## [TASK TO COMPLETE]
Transcribe the stretch of entries below from the line with "column 139, row 193" through the line with "Where can the bayonet", exactly and with both ends included; leave out all other lines.

□ □ □ □

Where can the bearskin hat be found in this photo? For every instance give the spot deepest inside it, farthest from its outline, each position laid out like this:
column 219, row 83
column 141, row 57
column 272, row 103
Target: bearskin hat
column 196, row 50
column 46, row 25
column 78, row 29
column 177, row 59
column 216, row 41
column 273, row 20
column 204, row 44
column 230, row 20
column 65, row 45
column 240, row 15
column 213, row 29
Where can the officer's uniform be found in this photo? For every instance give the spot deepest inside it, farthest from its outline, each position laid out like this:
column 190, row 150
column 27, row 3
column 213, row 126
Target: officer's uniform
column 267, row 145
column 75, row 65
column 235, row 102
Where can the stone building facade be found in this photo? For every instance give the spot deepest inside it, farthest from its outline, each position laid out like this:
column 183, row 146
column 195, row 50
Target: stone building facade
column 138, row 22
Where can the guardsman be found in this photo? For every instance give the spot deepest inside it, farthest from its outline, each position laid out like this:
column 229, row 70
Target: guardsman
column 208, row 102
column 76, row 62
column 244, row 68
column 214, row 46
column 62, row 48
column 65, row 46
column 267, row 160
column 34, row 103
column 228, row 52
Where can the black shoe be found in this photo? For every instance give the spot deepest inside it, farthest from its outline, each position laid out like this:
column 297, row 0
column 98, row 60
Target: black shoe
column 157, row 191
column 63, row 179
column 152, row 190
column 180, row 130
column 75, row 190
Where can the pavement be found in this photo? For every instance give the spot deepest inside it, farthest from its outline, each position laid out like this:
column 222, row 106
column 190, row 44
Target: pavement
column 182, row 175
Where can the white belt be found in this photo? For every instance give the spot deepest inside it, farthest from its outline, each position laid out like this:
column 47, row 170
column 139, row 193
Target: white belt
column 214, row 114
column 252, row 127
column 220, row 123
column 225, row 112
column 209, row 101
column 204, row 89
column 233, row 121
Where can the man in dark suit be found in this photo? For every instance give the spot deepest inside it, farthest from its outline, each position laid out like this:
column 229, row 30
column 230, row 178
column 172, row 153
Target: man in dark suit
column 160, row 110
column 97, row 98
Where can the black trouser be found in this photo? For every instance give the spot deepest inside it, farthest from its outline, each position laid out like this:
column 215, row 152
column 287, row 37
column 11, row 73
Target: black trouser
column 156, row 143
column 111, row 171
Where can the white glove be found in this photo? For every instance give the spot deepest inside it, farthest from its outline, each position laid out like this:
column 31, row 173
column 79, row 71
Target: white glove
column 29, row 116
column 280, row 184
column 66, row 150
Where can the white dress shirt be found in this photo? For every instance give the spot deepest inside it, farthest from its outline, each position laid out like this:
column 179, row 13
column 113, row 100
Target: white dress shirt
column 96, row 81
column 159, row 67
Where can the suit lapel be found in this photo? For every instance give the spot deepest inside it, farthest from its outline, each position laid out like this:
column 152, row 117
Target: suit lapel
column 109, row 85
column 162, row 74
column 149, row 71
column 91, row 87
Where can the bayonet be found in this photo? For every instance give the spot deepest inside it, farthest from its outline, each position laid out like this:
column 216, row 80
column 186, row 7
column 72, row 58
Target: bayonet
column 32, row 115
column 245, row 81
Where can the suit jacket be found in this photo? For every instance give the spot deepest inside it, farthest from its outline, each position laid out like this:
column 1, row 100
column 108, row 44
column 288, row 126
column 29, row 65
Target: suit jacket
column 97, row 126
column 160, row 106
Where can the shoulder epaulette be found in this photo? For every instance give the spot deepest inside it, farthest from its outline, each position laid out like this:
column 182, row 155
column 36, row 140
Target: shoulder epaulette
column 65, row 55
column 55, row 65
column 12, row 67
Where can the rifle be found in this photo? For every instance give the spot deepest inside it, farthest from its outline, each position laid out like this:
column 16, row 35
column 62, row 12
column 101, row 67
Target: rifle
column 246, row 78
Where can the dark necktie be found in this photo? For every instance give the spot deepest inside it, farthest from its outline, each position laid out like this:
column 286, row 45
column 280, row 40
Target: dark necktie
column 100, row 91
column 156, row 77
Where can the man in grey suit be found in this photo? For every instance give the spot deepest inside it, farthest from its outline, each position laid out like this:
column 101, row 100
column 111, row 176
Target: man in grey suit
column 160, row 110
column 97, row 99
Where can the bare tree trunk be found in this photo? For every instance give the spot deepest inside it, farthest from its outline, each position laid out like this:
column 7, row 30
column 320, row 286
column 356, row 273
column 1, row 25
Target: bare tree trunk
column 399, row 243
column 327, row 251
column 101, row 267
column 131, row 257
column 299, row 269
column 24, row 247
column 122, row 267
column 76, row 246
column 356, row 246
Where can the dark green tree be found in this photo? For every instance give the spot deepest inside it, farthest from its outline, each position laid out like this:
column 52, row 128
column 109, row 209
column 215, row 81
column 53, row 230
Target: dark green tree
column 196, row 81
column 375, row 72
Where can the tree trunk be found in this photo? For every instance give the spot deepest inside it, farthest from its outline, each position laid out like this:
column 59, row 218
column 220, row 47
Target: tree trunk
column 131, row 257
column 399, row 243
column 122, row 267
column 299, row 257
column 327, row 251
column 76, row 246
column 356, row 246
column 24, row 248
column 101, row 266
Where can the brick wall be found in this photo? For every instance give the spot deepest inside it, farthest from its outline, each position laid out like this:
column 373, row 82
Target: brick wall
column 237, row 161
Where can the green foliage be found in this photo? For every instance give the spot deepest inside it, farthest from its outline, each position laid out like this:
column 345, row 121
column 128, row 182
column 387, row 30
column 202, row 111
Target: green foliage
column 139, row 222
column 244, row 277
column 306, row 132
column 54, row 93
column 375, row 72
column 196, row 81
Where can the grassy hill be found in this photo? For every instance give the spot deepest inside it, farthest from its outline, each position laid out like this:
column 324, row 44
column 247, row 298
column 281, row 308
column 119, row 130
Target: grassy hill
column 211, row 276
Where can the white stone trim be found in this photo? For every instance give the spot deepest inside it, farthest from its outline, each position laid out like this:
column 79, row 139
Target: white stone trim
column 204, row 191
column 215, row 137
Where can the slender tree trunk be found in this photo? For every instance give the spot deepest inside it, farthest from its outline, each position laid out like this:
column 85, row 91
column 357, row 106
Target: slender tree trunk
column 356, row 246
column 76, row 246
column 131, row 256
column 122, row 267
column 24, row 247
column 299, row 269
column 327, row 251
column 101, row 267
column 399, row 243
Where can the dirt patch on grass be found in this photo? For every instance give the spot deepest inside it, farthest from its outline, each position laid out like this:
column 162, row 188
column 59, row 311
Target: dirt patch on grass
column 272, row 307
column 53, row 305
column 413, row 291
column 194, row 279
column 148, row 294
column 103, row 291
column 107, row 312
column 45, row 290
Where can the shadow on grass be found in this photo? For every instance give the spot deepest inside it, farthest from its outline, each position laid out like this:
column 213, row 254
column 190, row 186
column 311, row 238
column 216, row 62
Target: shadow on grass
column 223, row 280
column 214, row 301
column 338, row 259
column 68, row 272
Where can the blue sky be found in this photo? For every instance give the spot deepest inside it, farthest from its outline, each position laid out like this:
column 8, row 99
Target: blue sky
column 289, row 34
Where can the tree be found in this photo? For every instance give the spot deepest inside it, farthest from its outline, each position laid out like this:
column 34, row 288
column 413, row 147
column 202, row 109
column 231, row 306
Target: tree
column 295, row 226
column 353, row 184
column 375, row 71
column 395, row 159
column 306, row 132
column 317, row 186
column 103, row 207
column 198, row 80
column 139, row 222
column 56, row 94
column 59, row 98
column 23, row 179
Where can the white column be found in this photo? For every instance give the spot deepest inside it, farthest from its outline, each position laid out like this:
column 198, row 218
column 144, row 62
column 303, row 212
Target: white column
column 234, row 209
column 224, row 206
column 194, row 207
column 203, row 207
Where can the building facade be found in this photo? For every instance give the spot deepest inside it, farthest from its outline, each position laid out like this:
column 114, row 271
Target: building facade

□ □ □ □

## [TASK OUTPUT]
column 139, row 193
Target: white belt
column 214, row 114
column 252, row 127
column 220, row 123
column 225, row 112
column 209, row 101
column 204, row 89
column 233, row 121
Where can the man in dark suit be found in this photo? For every instance give the spot deepest inside it, farthest from its outline, each position laid out like this:
column 229, row 30
column 230, row 178
column 172, row 153
Target: man in dark suit
column 160, row 110
column 97, row 98
Where can the black trouser be found in this photo? For every instance give the spot deepest inside it, farthest from its outline, each position laid out like this:
column 215, row 152
column 287, row 37
column 11, row 73
Target: black trouser
column 156, row 143
column 111, row 171
Where can the white glove be found in this photo? For every instance give the spot deepest inside it, farthest from its outline, each position laid out like this:
column 31, row 173
column 79, row 71
Target: white glove
column 29, row 116
column 280, row 184
column 66, row 150
Where can the white dress shirt be found in this photo? For every instance give the spot deepest inside it, farthest from its outline, each position laid out like this:
column 179, row 13
column 113, row 100
Target: white dress shirt
column 96, row 81
column 159, row 67
Where can the suit lapel be found in this photo? For every instance give the spot deepest inside it, farthest from its outline, each position laid out like this:
column 152, row 117
Target: suit lapel
column 109, row 85
column 162, row 74
column 149, row 71
column 91, row 87
Where can the bayonet be found in this photo? For every instance give the spot deepest inside it, farthest from its outline, each position laid out like this:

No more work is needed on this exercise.